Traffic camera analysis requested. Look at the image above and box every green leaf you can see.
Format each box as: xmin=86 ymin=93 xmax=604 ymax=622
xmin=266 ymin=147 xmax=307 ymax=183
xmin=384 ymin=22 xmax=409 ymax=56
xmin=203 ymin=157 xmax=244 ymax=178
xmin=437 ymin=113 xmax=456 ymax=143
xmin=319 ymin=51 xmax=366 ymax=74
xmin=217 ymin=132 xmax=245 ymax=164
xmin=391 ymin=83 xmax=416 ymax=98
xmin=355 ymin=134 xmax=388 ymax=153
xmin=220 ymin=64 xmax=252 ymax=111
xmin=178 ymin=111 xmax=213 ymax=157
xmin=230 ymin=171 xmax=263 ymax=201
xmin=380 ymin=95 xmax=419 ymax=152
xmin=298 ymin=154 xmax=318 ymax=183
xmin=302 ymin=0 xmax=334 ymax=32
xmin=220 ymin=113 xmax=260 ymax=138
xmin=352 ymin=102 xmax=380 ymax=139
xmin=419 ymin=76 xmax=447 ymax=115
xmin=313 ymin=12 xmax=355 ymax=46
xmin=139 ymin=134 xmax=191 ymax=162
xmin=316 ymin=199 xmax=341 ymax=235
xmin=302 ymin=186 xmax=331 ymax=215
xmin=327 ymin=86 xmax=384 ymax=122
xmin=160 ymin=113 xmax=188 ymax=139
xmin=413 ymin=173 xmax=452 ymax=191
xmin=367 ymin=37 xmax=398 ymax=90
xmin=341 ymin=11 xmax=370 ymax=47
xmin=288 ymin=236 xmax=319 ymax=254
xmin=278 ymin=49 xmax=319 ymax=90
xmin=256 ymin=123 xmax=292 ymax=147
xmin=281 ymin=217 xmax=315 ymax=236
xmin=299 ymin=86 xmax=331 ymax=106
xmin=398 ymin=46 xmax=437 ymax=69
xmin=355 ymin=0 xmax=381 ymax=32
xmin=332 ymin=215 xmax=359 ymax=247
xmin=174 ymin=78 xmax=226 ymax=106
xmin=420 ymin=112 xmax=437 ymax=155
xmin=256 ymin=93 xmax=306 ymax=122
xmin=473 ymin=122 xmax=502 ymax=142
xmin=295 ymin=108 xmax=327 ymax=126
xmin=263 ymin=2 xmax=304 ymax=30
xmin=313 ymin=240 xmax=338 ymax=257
────────
▸ **What you need to do**: Rewrite all of the data above, swapping "green leaf" for "vehicle" and leaving every other word and number as it is.

▸ **Worked answer**:
Traffic camera analysis requested. Look at the image above and box every vehicle you can see.
Format each box as: xmin=86 ymin=93 xmax=604 ymax=622
xmin=266 ymin=147 xmax=307 ymax=183
xmin=384 ymin=22 xmax=409 ymax=56
xmin=203 ymin=157 xmax=244 ymax=178
xmin=437 ymin=113 xmax=456 ymax=143
xmin=319 ymin=51 xmax=366 ymax=74
xmin=217 ymin=132 xmax=245 ymax=164
xmin=391 ymin=83 xmax=416 ymax=98
xmin=355 ymin=134 xmax=388 ymax=153
xmin=220 ymin=64 xmax=252 ymax=111
xmin=178 ymin=111 xmax=213 ymax=157
xmin=230 ymin=171 xmax=263 ymax=201
xmin=380 ymin=95 xmax=419 ymax=152
xmin=298 ymin=154 xmax=318 ymax=183
xmin=302 ymin=0 xmax=334 ymax=32
xmin=220 ymin=113 xmax=260 ymax=138
xmin=352 ymin=102 xmax=380 ymax=139
xmin=419 ymin=76 xmax=447 ymax=115
xmin=313 ymin=12 xmax=355 ymax=46
xmin=139 ymin=134 xmax=191 ymax=162
xmin=316 ymin=199 xmax=341 ymax=235
xmin=302 ymin=186 xmax=331 ymax=215
xmin=327 ymin=86 xmax=384 ymax=122
xmin=160 ymin=113 xmax=188 ymax=139
xmin=413 ymin=173 xmax=452 ymax=191
xmin=367 ymin=37 xmax=398 ymax=90
xmin=341 ymin=11 xmax=370 ymax=47
xmin=288 ymin=236 xmax=319 ymax=254
xmin=278 ymin=49 xmax=319 ymax=90
xmin=256 ymin=123 xmax=292 ymax=147
xmin=281 ymin=217 xmax=315 ymax=236
xmin=299 ymin=86 xmax=331 ymax=106
xmin=398 ymin=46 xmax=437 ymax=69
xmin=355 ymin=0 xmax=381 ymax=32
xmin=332 ymin=215 xmax=359 ymax=247
xmin=174 ymin=78 xmax=226 ymax=106
xmin=420 ymin=112 xmax=437 ymax=155
xmin=256 ymin=93 xmax=306 ymax=122
xmin=473 ymin=122 xmax=502 ymax=142
xmin=295 ymin=108 xmax=327 ymax=126
xmin=263 ymin=2 xmax=304 ymax=30
xmin=313 ymin=240 xmax=338 ymax=257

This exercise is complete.